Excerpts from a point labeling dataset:

☆ ☆ ☆ ☆ ☆

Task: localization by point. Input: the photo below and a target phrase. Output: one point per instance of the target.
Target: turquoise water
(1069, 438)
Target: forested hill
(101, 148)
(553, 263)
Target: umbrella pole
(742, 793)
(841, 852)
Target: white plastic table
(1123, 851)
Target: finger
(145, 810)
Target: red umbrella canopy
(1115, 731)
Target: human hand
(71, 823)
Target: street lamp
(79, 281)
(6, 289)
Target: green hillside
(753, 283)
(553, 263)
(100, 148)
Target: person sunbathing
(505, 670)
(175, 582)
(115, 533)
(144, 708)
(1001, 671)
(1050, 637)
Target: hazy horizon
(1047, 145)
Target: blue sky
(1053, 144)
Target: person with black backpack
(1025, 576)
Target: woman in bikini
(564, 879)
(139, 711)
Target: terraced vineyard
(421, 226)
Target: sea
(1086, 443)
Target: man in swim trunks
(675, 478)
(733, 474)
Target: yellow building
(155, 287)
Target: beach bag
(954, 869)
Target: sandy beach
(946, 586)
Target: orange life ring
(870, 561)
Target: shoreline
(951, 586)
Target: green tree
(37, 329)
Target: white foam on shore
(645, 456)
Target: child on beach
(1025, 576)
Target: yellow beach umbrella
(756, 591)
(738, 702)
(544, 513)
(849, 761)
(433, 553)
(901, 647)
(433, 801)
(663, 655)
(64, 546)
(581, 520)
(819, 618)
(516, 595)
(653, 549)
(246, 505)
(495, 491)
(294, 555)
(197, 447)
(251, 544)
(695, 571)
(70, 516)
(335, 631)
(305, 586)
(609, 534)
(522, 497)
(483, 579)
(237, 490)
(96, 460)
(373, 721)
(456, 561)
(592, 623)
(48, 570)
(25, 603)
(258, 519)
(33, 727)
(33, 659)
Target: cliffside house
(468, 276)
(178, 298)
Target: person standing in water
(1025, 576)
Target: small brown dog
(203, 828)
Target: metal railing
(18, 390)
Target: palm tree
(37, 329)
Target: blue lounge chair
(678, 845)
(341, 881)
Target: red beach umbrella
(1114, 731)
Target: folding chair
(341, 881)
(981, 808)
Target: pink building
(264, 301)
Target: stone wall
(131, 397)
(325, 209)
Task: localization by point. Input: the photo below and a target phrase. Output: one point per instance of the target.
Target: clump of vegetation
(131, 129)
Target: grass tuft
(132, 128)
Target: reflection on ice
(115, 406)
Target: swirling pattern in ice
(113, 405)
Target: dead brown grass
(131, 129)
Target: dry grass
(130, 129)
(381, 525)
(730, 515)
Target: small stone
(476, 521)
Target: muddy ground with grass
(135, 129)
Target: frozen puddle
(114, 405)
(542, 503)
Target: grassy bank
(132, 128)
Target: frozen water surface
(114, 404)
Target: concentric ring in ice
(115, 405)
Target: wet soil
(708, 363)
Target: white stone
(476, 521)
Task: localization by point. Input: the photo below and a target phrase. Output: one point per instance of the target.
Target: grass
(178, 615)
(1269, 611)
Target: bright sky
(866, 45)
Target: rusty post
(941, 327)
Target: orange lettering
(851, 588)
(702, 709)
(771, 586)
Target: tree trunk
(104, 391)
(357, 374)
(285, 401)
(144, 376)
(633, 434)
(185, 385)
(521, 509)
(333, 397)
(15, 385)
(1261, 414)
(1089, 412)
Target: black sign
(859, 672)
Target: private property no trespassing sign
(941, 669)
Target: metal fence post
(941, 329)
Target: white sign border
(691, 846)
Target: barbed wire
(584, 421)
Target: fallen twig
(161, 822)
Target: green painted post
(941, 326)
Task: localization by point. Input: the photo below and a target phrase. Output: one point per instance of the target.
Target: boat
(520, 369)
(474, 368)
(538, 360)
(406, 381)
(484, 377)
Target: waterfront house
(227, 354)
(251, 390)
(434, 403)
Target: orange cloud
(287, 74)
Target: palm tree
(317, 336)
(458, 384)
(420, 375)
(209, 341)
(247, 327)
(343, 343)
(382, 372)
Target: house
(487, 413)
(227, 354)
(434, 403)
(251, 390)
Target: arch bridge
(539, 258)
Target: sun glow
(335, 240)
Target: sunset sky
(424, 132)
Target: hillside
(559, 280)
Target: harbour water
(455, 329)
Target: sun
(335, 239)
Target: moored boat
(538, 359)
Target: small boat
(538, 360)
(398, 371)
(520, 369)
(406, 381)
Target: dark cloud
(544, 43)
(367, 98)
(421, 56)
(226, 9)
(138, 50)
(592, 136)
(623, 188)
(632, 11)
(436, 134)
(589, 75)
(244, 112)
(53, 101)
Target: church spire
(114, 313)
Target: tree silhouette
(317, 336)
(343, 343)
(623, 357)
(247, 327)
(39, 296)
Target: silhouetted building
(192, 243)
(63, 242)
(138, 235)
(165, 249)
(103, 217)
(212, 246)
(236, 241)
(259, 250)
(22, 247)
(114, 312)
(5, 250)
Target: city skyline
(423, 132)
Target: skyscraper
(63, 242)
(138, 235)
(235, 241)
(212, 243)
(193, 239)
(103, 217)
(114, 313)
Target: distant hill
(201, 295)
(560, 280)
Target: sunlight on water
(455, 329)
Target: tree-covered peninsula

☆ ☆ ☆ ☆ ☆

Set exercise => Can you arrange every one of the lines above as a numbered list, leaving out any blank lines?

The output =>
1. Task: localization by point. Input: the photo below and a target phrase. Output: one point per instance of the target.
2. Target: turquoise water
3. (1069, 438)
4. Target: forested hill
5. (101, 148)
6. (553, 263)
7. Target: umbrella pole
8. (742, 793)
9. (841, 852)
10. Target: white plastic table
11. (1123, 851)
12. Target: finger
13. (145, 810)
14. Target: red umbrella canopy
15. (1115, 731)
16. Target: human hand
17. (71, 823)
18. Target: street lamp
19. (79, 281)
20. (6, 289)
21. Target: green hillside
22. (753, 283)
23. (553, 263)
24. (100, 148)
25. Target: person sunbathing
26. (505, 670)
27. (175, 582)
28. (115, 533)
29. (144, 708)
30. (1001, 671)
31. (1050, 637)
32. Target: hazy horizon
33. (1047, 145)
34. Target: blue sky
35. (1053, 144)
36. Target: person with black backpack
37. (1025, 576)
38. Target: woman in bikini
39. (564, 879)
40. (139, 711)
41. Target: terraced vineyard
42. (421, 226)
43. Target: sea
44. (1086, 443)
45. Target: man in swim trunks
46. (675, 478)
47. (733, 474)
48. Target: yellow building
49. (155, 287)
50. Target: beach bag
51. (954, 869)
52. Target: sandy beach
53. (946, 586)
54. Target: orange life ring
55. (870, 561)
56. Target: shoreline
57. (951, 586)
58. Target: green tree
59. (37, 329)
60. Target: white foam on shore
61. (645, 456)
62. Target: child on beach
63. (1025, 576)
64. Target: yellow beach umbrella
65. (756, 591)
66. (738, 702)
67. (544, 513)
68. (849, 761)
69. (433, 553)
70. (901, 647)
71. (433, 801)
72. (663, 655)
73. (64, 546)
74. (581, 520)
75. (819, 618)
76. (516, 595)
77. (653, 549)
78. (246, 505)
79. (495, 491)
80. (294, 555)
81. (197, 447)
82. (251, 544)
83. (695, 571)
84. (70, 516)
85. (335, 631)
86. (305, 586)
87. (609, 534)
88. (522, 497)
89. (483, 579)
90. (237, 490)
91. (96, 460)
92. (373, 721)
93. (456, 561)
94. (592, 623)
95. (48, 570)
96. (25, 603)
97. (258, 519)
98. (33, 727)
99. (33, 659)
100. Target: cliffside house
101. (468, 276)
102. (178, 298)
103. Target: person standing in water
104. (1025, 576)
105. Target: small brown dog
106. (203, 828)
107. Target: metal railing
108. (18, 390)
109. Target: palm tree
110. (37, 329)
111. Target: blue lounge chair
112. (678, 845)
113. (341, 881)
114. Target: red beach umbrella
115. (1114, 731)
116. Target: folding chair
117. (341, 881)
118. (981, 808)
119. Target: pink building
120. (264, 301)
121. Target: stone wall
122. (131, 397)
123. (325, 209)
124. Task: localization by point. Input: the photo below and a target phrase. Output: one point per instance of the target.
125. Target: clump of vegetation
126. (131, 129)
127. Target: grass tuft
128. (132, 128)
129. Target: reflection on ice
130. (115, 406)
131. Target: swirling pattern in ice
132. (113, 405)
133. Target: dead brown grass
134. (131, 129)
135. Target: dry grass
136. (130, 129)
137. (381, 525)
138. (730, 515)
139. Target: small stone
140. (476, 521)
141. Target: muddy ground with grass
142. (135, 129)
143. Target: frozen puddle
144. (114, 405)
145. (542, 503)
146. Target: grassy bank
147. (132, 128)
148. Target: frozen water surface
149. (114, 404)
150. Target: concentric ring in ice
151. (115, 405)
152. Target: wet soil
153. (708, 363)
154. Target: white stone
155. (476, 521)
156. Task: localization by point. Input: the photo below and a target phrase. Output: one point per instance of the target.
157. Target: grass
158. (178, 615)
159. (1269, 611)
160. Target: bright sky
161. (866, 45)
162. Target: rusty post
163. (941, 327)
164. Target: orange lettering
165. (851, 588)
166. (702, 709)
167. (771, 586)
168. Target: tree trunk
169. (104, 391)
170. (357, 374)
171. (285, 401)
172. (144, 376)
173. (633, 434)
174. (185, 385)
175. (521, 509)
176. (333, 397)
177. (15, 385)
178. (1261, 414)
179. (1089, 412)
180. Target: black sign
181. (859, 672)
182. Target: private property no trespassing sign
183. (941, 669)
184. Target: metal fence post
185. (941, 329)
186. Target: white sign border
187. (691, 846)
188. Target: barbed wire
189. (584, 421)
190. Target: fallen twig
191. (161, 822)
192. Target: green painted post
193. (941, 326)
194. Task: localization by point. Input: the photo below and a target phrase. Output: one point per instance of the target.
195. Target: boat
196. (520, 369)
197. (474, 368)
198. (538, 360)
199. (406, 381)
200. (484, 377)
201. Target: waterfront house
202. (227, 354)
203. (251, 390)
204. (434, 403)
205. Target: orange cloud
206. (287, 74)
207. Target: palm tree
208. (317, 336)
209. (458, 384)
210. (420, 375)
211. (209, 341)
212. (247, 327)
213. (343, 343)
214. (382, 372)
215. Target: house
216. (487, 413)
217. (227, 354)
218. (434, 403)
219. (251, 390)
220. Target: arch bridge
221. (539, 258)
222. Target: sun glow
223. (335, 240)
224. Target: sunset sky
225. (424, 132)
226. Target: hillside
227. (559, 280)
228. Target: harbour water
229. (455, 329)
230. Target: sun
231. (335, 239)
232. Target: moored boat
233. (538, 359)
234. Target: small boat
235. (538, 360)
236. (398, 371)
237. (520, 369)
238. (406, 381)
239. Target: dark cloud
240. (544, 43)
241. (367, 98)
242. (421, 56)
243. (226, 9)
244. (138, 50)
245. (592, 136)
246. (623, 188)
247. (632, 11)
248. (436, 134)
249. (589, 75)
250. (244, 112)
251. (53, 101)
252. Target: church spire
253. (114, 313)
254. Target: tree silhouette
255. (317, 336)
256. (343, 343)
257. (623, 357)
258. (247, 327)
259. (39, 296)
260. Target: silhouetted building
261. (192, 243)
262. (63, 242)
263. (138, 235)
264. (165, 249)
265. (103, 217)
266. (212, 246)
267. (236, 241)
268. (259, 250)
269. (22, 247)
270. (114, 312)
271. (5, 250)
272. Target: city skyline
273. (423, 132)
274. Target: skyscraper
275. (63, 242)
276. (138, 235)
277. (235, 241)
278. (212, 243)
279. (193, 239)
280. (103, 217)
281. (114, 313)
282. Target: distant hill
283. (201, 295)
284. (560, 280)
285. Target: sunlight on water
286. (455, 329)
287. Target: tree-covered peninsula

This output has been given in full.